─── RAW DATA ───

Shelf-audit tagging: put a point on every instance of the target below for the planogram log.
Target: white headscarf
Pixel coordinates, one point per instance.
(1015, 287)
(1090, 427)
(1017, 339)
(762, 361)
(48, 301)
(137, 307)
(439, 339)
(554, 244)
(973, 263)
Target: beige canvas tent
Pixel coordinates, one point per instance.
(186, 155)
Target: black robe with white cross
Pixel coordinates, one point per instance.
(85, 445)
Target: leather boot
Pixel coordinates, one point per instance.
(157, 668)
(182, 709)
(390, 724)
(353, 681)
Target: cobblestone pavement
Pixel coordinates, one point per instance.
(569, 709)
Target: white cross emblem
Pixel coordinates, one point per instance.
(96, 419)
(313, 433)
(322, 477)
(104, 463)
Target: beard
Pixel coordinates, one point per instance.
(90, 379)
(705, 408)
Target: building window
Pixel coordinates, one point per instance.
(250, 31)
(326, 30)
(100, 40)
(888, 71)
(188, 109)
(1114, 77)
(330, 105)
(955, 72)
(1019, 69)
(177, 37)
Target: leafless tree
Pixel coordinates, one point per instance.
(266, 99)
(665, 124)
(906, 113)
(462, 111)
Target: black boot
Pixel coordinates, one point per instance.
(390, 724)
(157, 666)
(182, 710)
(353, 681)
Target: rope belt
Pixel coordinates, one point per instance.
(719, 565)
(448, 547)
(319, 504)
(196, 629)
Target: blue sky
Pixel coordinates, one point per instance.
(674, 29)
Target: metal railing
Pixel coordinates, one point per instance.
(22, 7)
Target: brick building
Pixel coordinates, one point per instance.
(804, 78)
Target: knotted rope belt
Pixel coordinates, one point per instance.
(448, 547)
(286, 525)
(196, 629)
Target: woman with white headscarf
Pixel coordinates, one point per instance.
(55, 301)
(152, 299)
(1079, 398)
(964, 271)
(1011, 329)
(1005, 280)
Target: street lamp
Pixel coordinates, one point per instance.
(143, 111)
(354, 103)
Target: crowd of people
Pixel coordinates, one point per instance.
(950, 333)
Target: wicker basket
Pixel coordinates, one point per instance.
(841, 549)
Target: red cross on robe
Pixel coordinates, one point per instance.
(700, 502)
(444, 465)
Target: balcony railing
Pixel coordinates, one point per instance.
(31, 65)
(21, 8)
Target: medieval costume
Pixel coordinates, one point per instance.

───

→ STATED EXERCISE
Rewrite the lines starting at the line that contains "Target: medieval costume" and ending at the last line, with "medieval costume" changed to "period costume" and nothing else altered.

→ SOLUTION FOR THIS PROBLEM
Target: period costume
Pixel coordinates, one point per instance.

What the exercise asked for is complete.